» **DATA TO USE**
####################
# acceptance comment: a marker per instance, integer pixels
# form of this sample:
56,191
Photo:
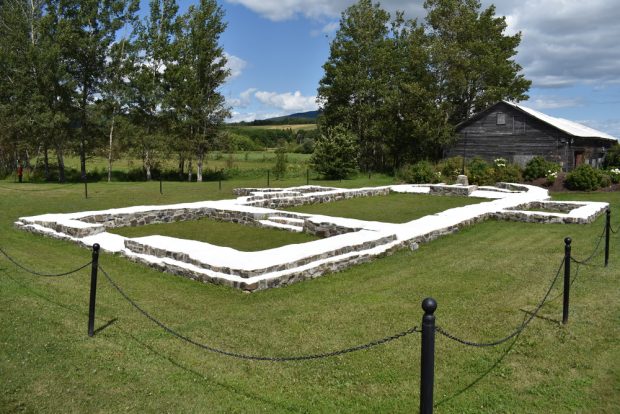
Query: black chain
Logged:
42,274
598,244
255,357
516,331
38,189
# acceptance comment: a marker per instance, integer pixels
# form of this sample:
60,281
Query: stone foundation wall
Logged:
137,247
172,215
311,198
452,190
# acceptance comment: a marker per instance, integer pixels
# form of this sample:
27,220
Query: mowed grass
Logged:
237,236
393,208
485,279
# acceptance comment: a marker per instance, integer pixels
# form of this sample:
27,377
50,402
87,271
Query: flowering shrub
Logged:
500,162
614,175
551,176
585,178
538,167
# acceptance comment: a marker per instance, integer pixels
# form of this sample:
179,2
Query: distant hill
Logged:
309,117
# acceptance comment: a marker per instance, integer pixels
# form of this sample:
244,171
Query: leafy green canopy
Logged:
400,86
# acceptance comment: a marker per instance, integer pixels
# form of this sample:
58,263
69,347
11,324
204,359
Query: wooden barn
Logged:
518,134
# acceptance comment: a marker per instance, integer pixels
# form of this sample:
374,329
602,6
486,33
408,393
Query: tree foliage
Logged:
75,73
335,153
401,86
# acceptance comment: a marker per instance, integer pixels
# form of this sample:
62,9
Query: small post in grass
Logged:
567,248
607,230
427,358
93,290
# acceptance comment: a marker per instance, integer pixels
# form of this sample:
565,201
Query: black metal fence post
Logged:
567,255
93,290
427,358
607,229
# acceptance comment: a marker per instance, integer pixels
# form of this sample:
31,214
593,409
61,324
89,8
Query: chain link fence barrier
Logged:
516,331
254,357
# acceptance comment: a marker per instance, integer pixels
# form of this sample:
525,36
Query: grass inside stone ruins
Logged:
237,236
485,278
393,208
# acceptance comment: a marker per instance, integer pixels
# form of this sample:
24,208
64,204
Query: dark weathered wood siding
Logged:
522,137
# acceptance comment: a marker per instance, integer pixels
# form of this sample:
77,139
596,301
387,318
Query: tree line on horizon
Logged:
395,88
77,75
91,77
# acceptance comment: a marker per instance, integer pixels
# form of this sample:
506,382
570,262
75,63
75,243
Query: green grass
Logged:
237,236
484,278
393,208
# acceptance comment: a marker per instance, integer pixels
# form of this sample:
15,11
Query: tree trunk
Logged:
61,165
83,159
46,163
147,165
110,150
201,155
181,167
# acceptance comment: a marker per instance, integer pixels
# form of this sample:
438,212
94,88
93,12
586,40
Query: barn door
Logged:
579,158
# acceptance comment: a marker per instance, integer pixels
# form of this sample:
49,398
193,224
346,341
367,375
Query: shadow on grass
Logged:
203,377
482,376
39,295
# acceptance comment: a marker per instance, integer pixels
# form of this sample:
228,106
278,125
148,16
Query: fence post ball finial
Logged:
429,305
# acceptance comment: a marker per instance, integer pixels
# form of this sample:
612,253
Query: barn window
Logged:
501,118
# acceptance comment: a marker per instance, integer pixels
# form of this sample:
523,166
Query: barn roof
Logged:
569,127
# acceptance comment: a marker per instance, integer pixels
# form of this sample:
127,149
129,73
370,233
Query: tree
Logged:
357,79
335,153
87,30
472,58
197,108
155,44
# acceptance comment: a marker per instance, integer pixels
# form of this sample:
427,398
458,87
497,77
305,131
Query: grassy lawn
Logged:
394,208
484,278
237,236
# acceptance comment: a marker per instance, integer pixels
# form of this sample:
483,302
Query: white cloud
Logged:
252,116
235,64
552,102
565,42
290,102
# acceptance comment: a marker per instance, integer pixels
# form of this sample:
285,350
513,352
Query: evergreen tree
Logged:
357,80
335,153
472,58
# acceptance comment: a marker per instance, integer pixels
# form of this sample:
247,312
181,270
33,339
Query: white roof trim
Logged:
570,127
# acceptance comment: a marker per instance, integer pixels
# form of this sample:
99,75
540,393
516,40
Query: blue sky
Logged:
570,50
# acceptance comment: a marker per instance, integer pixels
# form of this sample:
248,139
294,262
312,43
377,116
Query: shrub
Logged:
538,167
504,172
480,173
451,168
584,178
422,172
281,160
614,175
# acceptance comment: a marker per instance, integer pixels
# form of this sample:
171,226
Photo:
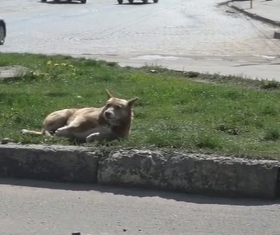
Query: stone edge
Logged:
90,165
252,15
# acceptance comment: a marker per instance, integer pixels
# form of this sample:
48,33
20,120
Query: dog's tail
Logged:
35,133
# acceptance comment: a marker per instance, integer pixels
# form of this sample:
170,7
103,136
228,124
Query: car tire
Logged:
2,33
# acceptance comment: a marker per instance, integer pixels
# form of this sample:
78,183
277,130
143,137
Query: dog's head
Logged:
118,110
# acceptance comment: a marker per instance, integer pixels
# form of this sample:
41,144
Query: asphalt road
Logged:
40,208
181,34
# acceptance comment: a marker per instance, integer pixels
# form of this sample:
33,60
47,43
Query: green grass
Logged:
####################
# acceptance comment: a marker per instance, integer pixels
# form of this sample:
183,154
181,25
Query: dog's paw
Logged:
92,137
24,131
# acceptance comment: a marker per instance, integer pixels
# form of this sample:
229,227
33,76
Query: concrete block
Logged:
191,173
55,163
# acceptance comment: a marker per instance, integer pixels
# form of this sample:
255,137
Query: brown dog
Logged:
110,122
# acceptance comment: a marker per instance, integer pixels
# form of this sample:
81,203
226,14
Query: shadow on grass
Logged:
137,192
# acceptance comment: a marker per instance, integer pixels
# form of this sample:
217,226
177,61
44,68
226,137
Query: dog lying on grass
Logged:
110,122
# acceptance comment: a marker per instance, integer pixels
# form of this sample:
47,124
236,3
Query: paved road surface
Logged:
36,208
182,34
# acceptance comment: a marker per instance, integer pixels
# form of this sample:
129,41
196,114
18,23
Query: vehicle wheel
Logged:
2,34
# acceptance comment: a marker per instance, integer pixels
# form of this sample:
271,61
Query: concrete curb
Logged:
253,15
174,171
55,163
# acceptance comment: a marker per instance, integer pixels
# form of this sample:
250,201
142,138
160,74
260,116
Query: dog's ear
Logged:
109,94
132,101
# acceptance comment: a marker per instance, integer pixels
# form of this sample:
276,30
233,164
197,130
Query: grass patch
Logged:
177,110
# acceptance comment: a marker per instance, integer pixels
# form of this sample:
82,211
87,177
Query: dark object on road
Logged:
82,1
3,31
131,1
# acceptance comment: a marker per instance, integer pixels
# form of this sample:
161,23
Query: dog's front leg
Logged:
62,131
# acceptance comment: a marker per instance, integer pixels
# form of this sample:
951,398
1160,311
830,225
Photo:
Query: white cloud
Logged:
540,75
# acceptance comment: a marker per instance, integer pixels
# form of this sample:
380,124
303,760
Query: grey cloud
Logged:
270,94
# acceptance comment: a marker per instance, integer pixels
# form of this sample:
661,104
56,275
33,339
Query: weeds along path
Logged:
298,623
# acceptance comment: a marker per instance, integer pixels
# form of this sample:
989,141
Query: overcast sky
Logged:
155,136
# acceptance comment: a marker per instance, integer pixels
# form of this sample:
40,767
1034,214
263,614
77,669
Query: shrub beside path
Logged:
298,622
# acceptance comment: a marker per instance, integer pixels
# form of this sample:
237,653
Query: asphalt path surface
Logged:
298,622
####################
» **TASK DESCRIPTION**
Say the number of lines in the records above that include the string "tree", and no more.

» **ANSWER TO THE EXERCISE**
5